Form, I would also argue, is a site where the politics of representing slaves, slave voices, and slavery is manifestly at stake. We have already examined the social and cultural origins that gave impetus to the authors to produce novels that took up and addressed this episode of the American past. Now we need to explore the significance of what they have done, and continue to do. We need to appreciate how the neo-slave narratives are part of a grander post-Civil Rights-era trajectory involving African American intellectual and social life. We can start that meditation by first turning to the ways one subset of these authors used form itself as a way of raising particular questions about authenticity, control, and appropriation.

In an essay on canon formation, Cornel West comments that “issues of power, political struggle and cultural identity are inscribed within the formal structures of texts.” The form where such contestation most clearly evidenced itself was the one I have defined as “neo-slave narrative,” that is, those novels written by Gaines, Reed, Johnson, and Williams that assume the voice of the slave and revise the conventions of the slave narrative. These novelists, directly and indirectly, were involved in a heated debate about authenticity and appropriation. Appearing in the wake of the important cultural debate over Styron’s Confessions of Nat Turner (1967), these authors realized and again raised the question of what was at stake in adopting the voice of the slave in a contemporary novel. Williams stated that she immediately began writing Dessa Rose in 1968 as a response to Styron, and the first section of the novel is a direct parody of the jailhouse interview that Styron had borrowed from the original Confessions of Nat Turner (1831) by Thomas Gray. Ishmael Reed mocked Styron (and his intellectual forebears) for their inability to comprehend what was at stake in the religious lives of slaves, and he used the analogous case of Harriet Beecher Stowe’s “theft” of Josiah Henson’s story as an indirect method of raising the question of appropriation. In Oxherding Tale, Johnson attempted to situate himself philosophically between those who believed that only an African American author could produce a text that accurately captured the voice of the slave and those who believed in what he insisted on upholding as “universals.” In Middle Passage, he seemed to have resolved the issue in favor of the former, as he produced a narrative that was transformed from the slave ship’s manifest log into a slave narrative – in other words, a book meant to imply mastery over chattel became a text proclaiming the slave’s freedom. And Gaines, whose Autobiography can likewise be read as a critique of Styron’s Confessions, has stated that his “criticism of [Styron’s] book was with its form.”17

This contemporary debate over that particular form of writing involving the first-person voice of the American slave hauntingly echoes the nineteenth-century debate over the political truth contained in antebellum slave narratives and the early-twentieth-century debate over the documentary truth value of the autobiographies of slaves for the American historical profession. The voice of the slave, it seems, is doomed to be doubted where it is not absolutely proscribed. It is all the more heartening, then, to see the ways that Gaines, Reed, Williams, and Johnson appreciatively and respectfully attempt to recuperate those voices. The strategy they all share is that of producing a voice that is discontinuous and part of a larger communal voice. We saw how Gaines has others’ voices supplement Miss Jane’s, as he declares this story to be theirs as theirs, hers. In Flight to Canada, Reed gives us a narrator who, in an act of Voudon possession, tells his own life story and the life story of the slave who has commissioned him as a writer. In Dessa Rose, Williams produces a chorus of texts – the writing of the white “expert” on slave behavior, the stories of the white plantation mistress, and the recorded memories and voice of the slave Dessa – all of which we discover, only at the end of the novel, to have been the oral rendition of Dessa written down by her son. In Oxherding Tale, the story is interrupted by metafictional digressions on the form of the book, and in Middle Passage the text is both a record of commercial traffic in slaves and a statement of the slaves’ resistance to being commodified. These are all texts that, I think, can be accurately described as ambiguously first-person, suspicious of the coherent subject of narration, and inviting of others’ voices. In contrast, it is worth noting that Styron’s narrator is both disdainful of any voice other than his own and quite self-consciously absolutist in his individualism. “I shiver feverishly in the glory of self,” he proclaims at one point.18 Against this kind of arrogance, and in respect to the importance of the historical task they are undertaking, Gaines, Reed, Williams, and Johnson produce choral and communal voices in an effort to capture the kind of spirit also evinced in those antebellum slave narratives where the authors realized that they spoke not only for themselves but for a captive community whose voices they represented.

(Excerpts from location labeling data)
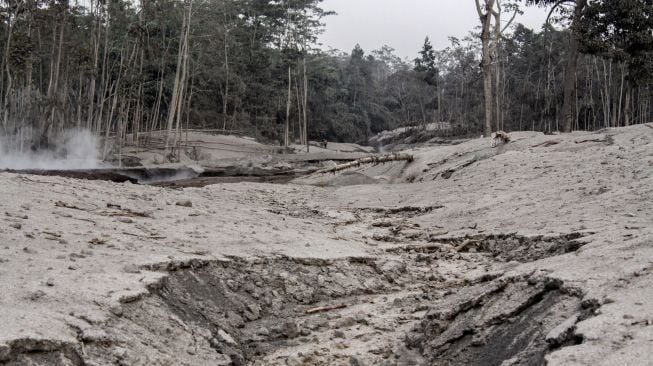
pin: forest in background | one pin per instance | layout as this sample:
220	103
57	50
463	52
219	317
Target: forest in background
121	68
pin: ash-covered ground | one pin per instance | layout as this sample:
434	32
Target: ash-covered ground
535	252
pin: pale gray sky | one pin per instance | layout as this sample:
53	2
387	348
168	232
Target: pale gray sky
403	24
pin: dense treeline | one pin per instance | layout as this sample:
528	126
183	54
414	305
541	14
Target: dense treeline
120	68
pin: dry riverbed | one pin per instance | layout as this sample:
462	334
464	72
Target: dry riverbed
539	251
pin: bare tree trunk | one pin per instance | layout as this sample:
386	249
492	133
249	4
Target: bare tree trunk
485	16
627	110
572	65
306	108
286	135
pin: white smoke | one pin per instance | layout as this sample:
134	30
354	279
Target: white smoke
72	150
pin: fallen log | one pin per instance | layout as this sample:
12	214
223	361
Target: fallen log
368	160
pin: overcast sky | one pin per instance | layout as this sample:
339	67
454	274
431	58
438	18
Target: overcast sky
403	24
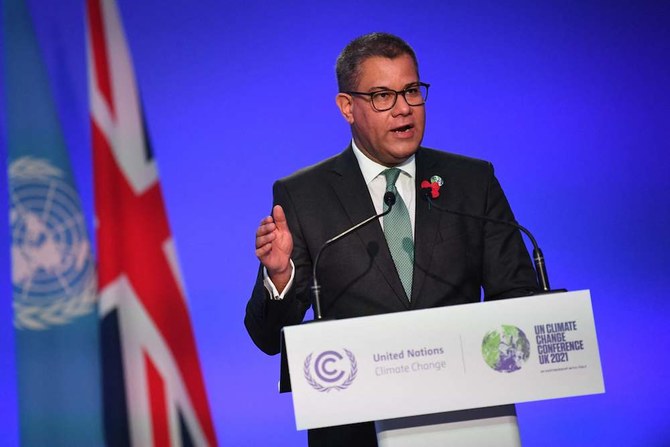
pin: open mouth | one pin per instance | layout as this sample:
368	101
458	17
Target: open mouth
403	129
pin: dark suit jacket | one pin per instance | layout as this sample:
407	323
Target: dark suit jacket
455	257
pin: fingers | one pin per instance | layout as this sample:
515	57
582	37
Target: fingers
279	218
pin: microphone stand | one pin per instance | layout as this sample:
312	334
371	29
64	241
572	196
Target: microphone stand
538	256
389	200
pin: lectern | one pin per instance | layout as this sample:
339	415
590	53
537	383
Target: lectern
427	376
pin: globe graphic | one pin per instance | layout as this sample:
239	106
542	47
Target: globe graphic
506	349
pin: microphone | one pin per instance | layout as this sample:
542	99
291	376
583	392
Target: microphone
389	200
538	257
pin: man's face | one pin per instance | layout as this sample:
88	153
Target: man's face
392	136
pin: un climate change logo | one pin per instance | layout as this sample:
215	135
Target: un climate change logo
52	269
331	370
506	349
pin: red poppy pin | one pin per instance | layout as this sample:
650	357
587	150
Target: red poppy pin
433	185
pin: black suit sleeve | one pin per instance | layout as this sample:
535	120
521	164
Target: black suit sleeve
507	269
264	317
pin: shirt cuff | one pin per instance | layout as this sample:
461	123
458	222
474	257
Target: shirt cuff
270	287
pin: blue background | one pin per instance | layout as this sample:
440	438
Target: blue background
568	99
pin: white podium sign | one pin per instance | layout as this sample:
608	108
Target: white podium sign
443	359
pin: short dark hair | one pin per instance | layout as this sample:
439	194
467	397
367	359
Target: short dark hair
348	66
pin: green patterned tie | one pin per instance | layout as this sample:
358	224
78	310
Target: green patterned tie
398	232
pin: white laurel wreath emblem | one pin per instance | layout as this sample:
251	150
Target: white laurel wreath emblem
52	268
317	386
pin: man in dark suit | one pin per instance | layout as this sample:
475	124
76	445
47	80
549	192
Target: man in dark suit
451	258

## Task instructions
[1] Reproduce the part of the listing that runs from the line containing "pin: blue background" through the final line of the listing, with both ends included.
[2] Carry on the text on neo-slave narratives and slave voices, starting after its last sentence.

## Response list
[1]
pin: blue background | one pin per instance | layout as this sample:
440	438
Target: blue background
568	99
pin: white podium sign | one pin per instance | layout as this sample:
608	108
Target: white podium sign
443	359
pin: short dark hair | one pin per instance | layout as this sample:
439	194
467	397
367	359
Target: short dark hair
348	66
pin: green patterned tie | one pin per instance | layout as this sample:
358	224
78	310
Target: green patterned tie
398	232
pin: white laurel wreath emblem | one pin per instance | layout as this sample:
251	150
Target: white laurel wreath emblem
52	268
317	386
pin: man in dark suit | one pin per instance | layout as this sample:
475	124
76	445
47	80
549	192
Target: man in dark suit
451	258

[2]
Related to the question of voice, and raising the issue of appropriation in a somewhat different way, is the question of the relationship between orality and textuality, between the spoken word that enlivens and the written one that captivates. We have seen how artists like Walker, Haley, and Gaines found themselves in libraries and archives attempting to supplement the spoken words they heard in their living rooms and on their porches from their grandparents. This tension between the spoken and the written is, of course, an important feature in much African American fiction. While attaining the prohibited literacy is often cast as one of the crucial stages in the progress to freedom in slave narratives and later African American Bildungsromane, the written word is also a potent weapon against people of African descent. As Williams puts it in her preface to Dessa Rose, “Afro-Americans, having survived by word of mouth – and made of that process a high art – remain at the mercy of literature and writing; often, these have betrayed us.” This ambivalent relationship with the written word has produced a kind of double consciousness which Robert Stepto describes as African American culture’s simultaneous “distrust of literacy” and “abiding faith in it.”19 In general, in the neo-slave narratives there is much more of the distrust than the faith.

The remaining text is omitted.